— START OF Text extract —
The method generally proceeds in two steps:
\begin{enumerate}
\item Estimate the time derivatives of the system ${\mat{\widehat{\dot X}}} = G(\mat X)$ for some smoothing function $G$
\item Choosing a sparse regression method, solve the problem $\underset{\text{sparse } \mat \Xi}{\arg\min} \left\| \mat{\widehat{\dot{X}}} - \mat \Xi \mat \Theta(\mat X) \right\|^2$
\end{enumerate}
This general process is sketched out in Figure \ref{fig:sindy}. Researchers have tried a few different methods for calculating the derivatives, broadly grouped into global methods (e.g. L-1 total variation minimization of \cite{Chartrand2011}) and local methods (e.g. Savitzky-Golay smoothing). Different ways of applying sparsity has attracted more attention, including sequentially thresholding linear regression, nonconvex penalties such as L-0 with a relaxation-based minimization method \citep{zheng2018unified,Champion2020}, an L-0 constraint \citep{Bertsimas2023}, and Bayesian methods for a prior distribution such as spike-slab or regularized horseshoe priors \citep{Hirsh2022,gao2022bayesian}. The latter two papers also demonstrate an interesting line of innovation, eschewing derivatives and using the integral of function library in the loss term. A related approach instead uses the weak form of the differential equation, yielding a solution that {\it is} convex, but which does not provide as straightforward an interpretation of the measurement noise. Most of these methods can benefit from ensembling the data and library terms, as in \cite{Fasel2022}, but others, such as \cite{Kaptanoglu2021} for identifying Galerkin modes of globally stable fluid flows, require a specific form of function library.
— END OF Text extract —
- [Task instructions]:
List every citation key that appears inside a \cite or \citep command in the sparse regression passage. Work only from the sparse regression passage and draw on no outside knowledge.
— START OF Material provided —
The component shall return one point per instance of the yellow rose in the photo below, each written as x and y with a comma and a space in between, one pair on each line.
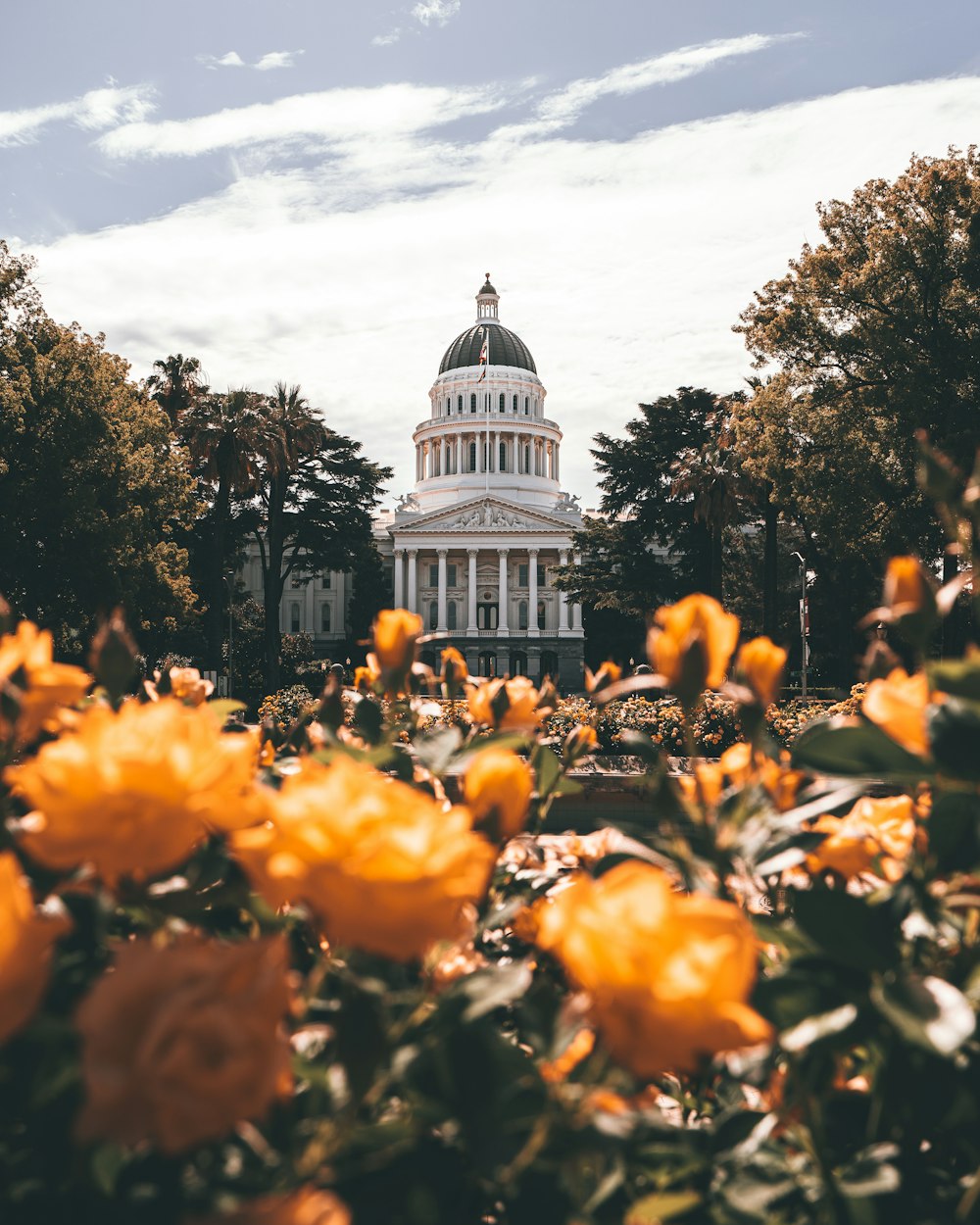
— END OF Material provided —
- [Finished answer]:
Chartrand2011, zheng2018unified, Champion2020, Bertsimas2023, Hirsh2022, gao2022bayesian, Fasel2022, Kaptanoglu2021